Data ▸

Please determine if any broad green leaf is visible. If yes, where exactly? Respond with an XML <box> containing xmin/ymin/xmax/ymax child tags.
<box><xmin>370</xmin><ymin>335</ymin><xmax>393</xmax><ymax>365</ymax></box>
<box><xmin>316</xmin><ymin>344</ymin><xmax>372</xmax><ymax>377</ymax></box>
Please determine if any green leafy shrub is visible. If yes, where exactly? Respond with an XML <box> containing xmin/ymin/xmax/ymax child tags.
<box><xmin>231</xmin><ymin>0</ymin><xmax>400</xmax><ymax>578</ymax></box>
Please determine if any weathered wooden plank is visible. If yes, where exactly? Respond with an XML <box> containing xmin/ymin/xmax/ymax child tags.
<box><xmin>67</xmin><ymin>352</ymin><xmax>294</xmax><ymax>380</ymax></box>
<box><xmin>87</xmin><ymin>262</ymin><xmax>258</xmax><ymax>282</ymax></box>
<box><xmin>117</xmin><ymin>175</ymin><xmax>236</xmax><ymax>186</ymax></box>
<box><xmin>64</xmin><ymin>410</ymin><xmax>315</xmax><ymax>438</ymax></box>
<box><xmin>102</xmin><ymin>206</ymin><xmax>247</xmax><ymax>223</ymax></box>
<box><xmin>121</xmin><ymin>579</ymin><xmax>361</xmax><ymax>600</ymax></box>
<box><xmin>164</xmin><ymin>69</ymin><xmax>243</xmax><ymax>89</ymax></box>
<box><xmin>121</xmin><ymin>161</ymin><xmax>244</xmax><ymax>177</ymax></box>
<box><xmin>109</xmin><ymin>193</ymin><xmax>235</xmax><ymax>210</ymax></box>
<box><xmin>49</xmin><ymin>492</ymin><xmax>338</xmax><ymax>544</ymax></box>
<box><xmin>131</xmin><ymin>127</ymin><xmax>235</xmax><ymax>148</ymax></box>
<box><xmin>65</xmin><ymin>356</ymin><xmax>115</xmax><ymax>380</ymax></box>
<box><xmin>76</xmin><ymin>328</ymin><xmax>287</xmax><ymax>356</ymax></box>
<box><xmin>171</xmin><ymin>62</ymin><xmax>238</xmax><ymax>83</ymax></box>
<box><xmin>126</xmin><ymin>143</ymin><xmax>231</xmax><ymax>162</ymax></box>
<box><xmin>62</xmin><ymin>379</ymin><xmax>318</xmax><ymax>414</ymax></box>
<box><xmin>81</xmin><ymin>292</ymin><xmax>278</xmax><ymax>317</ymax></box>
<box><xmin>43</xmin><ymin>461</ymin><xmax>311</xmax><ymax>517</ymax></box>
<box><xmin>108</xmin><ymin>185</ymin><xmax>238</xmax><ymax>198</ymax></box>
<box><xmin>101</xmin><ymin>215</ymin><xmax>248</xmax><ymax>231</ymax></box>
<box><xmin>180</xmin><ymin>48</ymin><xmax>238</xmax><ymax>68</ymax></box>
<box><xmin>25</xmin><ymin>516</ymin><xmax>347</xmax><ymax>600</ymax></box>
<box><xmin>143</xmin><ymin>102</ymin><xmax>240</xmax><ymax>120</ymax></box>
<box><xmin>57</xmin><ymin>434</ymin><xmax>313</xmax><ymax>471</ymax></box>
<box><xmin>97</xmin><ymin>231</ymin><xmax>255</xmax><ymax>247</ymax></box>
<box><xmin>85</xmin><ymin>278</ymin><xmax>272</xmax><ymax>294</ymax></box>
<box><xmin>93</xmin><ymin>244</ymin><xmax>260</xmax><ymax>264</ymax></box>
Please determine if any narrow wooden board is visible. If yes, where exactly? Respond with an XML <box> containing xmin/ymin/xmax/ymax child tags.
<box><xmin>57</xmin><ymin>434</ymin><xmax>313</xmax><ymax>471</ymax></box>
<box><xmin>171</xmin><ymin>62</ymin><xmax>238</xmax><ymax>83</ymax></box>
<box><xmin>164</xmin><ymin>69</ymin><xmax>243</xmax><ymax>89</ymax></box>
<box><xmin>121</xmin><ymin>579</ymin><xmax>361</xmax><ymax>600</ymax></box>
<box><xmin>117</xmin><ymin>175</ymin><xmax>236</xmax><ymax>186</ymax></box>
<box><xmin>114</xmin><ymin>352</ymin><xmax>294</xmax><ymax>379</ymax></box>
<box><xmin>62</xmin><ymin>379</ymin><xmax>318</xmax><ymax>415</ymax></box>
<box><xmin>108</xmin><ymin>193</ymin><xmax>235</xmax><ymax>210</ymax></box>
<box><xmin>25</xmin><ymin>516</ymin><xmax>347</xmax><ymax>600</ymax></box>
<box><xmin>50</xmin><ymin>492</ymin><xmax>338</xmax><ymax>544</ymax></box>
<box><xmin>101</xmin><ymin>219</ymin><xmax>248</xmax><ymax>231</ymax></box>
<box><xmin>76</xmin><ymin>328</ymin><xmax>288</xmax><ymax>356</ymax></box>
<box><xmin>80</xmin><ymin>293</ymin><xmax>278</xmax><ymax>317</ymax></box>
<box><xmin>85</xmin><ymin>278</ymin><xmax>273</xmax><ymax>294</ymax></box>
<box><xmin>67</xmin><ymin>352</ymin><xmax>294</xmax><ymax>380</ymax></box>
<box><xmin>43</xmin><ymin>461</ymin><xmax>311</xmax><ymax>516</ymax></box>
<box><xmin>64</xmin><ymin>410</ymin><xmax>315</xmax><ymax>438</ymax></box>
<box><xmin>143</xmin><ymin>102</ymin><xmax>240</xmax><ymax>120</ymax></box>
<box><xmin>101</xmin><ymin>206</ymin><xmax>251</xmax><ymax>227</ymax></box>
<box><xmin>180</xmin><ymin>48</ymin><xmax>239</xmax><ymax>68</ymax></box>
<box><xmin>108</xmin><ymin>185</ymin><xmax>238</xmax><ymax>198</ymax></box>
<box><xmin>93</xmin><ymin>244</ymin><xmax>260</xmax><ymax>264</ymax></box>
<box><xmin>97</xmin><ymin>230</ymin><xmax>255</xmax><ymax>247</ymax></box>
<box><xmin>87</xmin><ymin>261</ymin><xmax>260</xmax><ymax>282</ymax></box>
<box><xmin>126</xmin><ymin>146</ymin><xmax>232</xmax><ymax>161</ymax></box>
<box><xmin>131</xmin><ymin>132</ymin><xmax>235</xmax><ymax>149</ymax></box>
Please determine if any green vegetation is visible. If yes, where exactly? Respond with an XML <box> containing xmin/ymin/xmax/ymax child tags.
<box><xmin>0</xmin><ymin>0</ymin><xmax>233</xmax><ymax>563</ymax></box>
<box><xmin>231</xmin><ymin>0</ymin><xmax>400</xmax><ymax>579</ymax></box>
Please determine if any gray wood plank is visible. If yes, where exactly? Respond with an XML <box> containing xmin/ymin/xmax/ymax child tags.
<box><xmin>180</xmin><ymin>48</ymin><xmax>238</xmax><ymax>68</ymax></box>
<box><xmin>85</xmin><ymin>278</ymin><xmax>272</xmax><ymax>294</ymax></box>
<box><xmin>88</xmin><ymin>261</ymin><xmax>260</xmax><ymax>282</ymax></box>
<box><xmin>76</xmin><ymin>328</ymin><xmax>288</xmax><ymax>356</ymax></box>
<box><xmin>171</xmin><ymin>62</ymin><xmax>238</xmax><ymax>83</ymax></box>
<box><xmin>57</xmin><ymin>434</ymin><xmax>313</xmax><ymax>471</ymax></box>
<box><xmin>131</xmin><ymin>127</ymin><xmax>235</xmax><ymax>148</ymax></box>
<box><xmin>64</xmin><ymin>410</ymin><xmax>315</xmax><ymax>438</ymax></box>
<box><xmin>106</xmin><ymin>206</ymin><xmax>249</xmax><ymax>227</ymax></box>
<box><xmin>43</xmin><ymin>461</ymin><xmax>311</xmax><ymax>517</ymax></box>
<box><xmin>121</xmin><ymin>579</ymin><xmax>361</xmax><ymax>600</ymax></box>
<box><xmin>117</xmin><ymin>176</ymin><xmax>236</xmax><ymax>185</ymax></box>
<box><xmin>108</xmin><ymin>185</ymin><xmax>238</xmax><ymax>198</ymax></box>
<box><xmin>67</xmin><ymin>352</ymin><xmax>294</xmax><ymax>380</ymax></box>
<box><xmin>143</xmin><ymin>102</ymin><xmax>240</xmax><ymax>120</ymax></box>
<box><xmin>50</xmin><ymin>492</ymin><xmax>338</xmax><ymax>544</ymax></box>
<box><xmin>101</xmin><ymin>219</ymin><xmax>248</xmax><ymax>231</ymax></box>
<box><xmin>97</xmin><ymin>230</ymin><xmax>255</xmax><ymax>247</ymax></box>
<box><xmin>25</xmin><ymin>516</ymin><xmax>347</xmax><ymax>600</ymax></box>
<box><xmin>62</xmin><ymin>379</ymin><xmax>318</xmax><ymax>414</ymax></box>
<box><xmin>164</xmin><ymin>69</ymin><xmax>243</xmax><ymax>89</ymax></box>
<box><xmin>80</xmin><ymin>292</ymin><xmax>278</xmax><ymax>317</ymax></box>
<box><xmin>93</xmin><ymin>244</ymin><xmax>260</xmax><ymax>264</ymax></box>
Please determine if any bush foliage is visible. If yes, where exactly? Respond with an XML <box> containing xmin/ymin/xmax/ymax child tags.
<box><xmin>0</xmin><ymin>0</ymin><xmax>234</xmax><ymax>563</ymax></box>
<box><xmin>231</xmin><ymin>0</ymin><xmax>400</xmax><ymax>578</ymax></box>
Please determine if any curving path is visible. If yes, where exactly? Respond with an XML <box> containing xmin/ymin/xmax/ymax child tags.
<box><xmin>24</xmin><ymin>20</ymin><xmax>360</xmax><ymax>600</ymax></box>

Instruction ▸ Can you recast the lines of the listing, from the one holding "Please determine if any bush" through the end of the listing (both included), as a Markdown table with the columns Row and Line, leaving out any blank lines?

Result of the exercise ▸
| Row | Line |
|---|---|
| 1 | Please determine if any bush foliage is visible. If yes, where exactly? Respond with an XML <box> containing xmin/ymin/xmax/ymax child tags. |
| 2 | <box><xmin>0</xmin><ymin>0</ymin><xmax>234</xmax><ymax>563</ymax></box> |
| 3 | <box><xmin>231</xmin><ymin>0</ymin><xmax>400</xmax><ymax>578</ymax></box> |
| 4 | Please determine if any curving path is visible. If yes, where exactly? Respond with an XML <box> containing xmin/ymin/xmax/ymax child tags. |
| 5 | <box><xmin>24</xmin><ymin>20</ymin><xmax>360</xmax><ymax>600</ymax></box> |